(Exercise passage):
◆ ◆ ◆ ◆

Phillip Abbosh, MD, PhD, Receives Award from AUA for Bladder Cancer Research

  • Phillip Abbosh, MD, PhD, assistant professor in the Molecular Therapeutics Program at Fox Chase Cancer Center and a graduate of Fox Chase’s Society of Urologic Oncology Fellowship Program, was presented with an award for his bladder cancer research at the Annual Meeting of the American Urological Association in Boston in May. Abbosh presented his research during the “Bladder Cancer: Basic Research and Pathophysiology IV” session, and won “Best Poster” out of the other 20 in the session.

    Abbosh presented a project demonstrating that response to neoadjuvant chemotherapy may involve the immune system in localized muscle-invasive bladder cancer patients. Dr. Abbosh led a research team from Fox Chase and collaborating institutions searching for evidence that chemotherapy may activate the immune system to eradicate bladder cancer.

    “Tumor immunology is a field with intense interest currently because of dramatic responses seen with new drugs that rev up the immune system,” Abbosh explained. “We are finding that maybe boring old chemotherapy is doing the same thing, making us see those drugs in a new light. It’s been a lot of fun because in order for the project to work we have to get help from a lot of different collaborators, and everyone was so willing to pitch in and help.  It makes discovery a lot easier.”

◆ ◆ ◆ ◆

(Provided data):
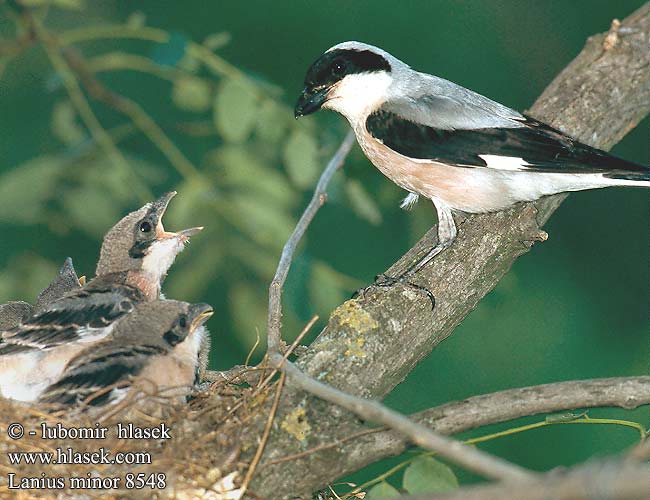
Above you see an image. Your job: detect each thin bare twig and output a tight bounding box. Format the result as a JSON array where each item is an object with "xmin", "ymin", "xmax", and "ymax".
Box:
[
  {"xmin": 271, "ymin": 354, "xmax": 534, "ymax": 481},
  {"xmin": 266, "ymin": 131, "xmax": 354, "ymax": 354},
  {"xmin": 400, "ymin": 459, "xmax": 650, "ymax": 500},
  {"xmin": 241, "ymin": 373, "xmax": 285, "ymax": 497}
]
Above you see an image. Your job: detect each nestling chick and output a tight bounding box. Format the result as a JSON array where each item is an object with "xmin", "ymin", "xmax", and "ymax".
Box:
[
  {"xmin": 295, "ymin": 42, "xmax": 650, "ymax": 290},
  {"xmin": 0, "ymin": 192, "xmax": 201, "ymax": 401},
  {"xmin": 39, "ymin": 300, "xmax": 213, "ymax": 407}
]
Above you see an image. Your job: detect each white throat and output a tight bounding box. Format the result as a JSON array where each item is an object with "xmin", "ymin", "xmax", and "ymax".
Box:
[
  {"xmin": 323, "ymin": 71, "xmax": 393, "ymax": 126},
  {"xmin": 142, "ymin": 238, "xmax": 185, "ymax": 283}
]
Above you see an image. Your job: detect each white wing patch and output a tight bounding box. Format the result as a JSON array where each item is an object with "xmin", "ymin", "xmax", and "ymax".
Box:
[
  {"xmin": 399, "ymin": 193, "xmax": 420, "ymax": 210},
  {"xmin": 478, "ymin": 155, "xmax": 531, "ymax": 172}
]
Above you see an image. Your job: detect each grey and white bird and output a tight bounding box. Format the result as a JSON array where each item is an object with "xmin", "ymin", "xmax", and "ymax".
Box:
[
  {"xmin": 295, "ymin": 42, "xmax": 650, "ymax": 290},
  {"xmin": 0, "ymin": 192, "xmax": 201, "ymax": 401},
  {"xmin": 39, "ymin": 300, "xmax": 213, "ymax": 407}
]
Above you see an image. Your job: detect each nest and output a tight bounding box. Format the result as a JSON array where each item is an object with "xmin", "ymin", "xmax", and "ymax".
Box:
[{"xmin": 0, "ymin": 368, "xmax": 273, "ymax": 500}]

◆ ◆ ◆ ◆

(What the task asks):
Copy out the whole text about Phillip Abbosh's bladder cancer research award, word for word.

(Exercise output):
Phillip Abbosh, MD, PhD, Receives Award from AUA for Bladder Cancer Research

  • Phillip Abbosh, MD, PhD, assistant professor in the Molecular Therapeutics Program at Fox Chase Cancer Center and a graduate of Fox Chase’s Society of Urologic Oncology Fellowship Program, was presented with an award for his bladder cancer research at the Annual Meeting of the American Urological Association in Boston in May. Abbosh presented his research during the “Bladder Cancer: Basic Research and Pathophysiology IV” session, and won “Best Poster” out of the other 20 in the session.

    Abbosh presented a project demonstrating that response to neoadjuvant chemotherapy may involve the immune system in localized muscle-invasive bladder cancer patients. Dr. Abbosh led a research team from Fox Chase and collaborating institutions searching for evidence that chemotherapy may activate the immune system to eradicate bladder cancer.

    “Tumor immunology is a field with intense interest currently because of dramatic responses seen with new drugs that rev up the immune system,” Abbosh explained. “We are finding that maybe boring old chemotherapy is doing the same thing, making us see those drugs in a new light. It’s been a lot of fun because in order for the project to work we have to get help from a lot of different collaborators, and everyone was so willing to pitch in and help.  It makes discovery a lot easier.”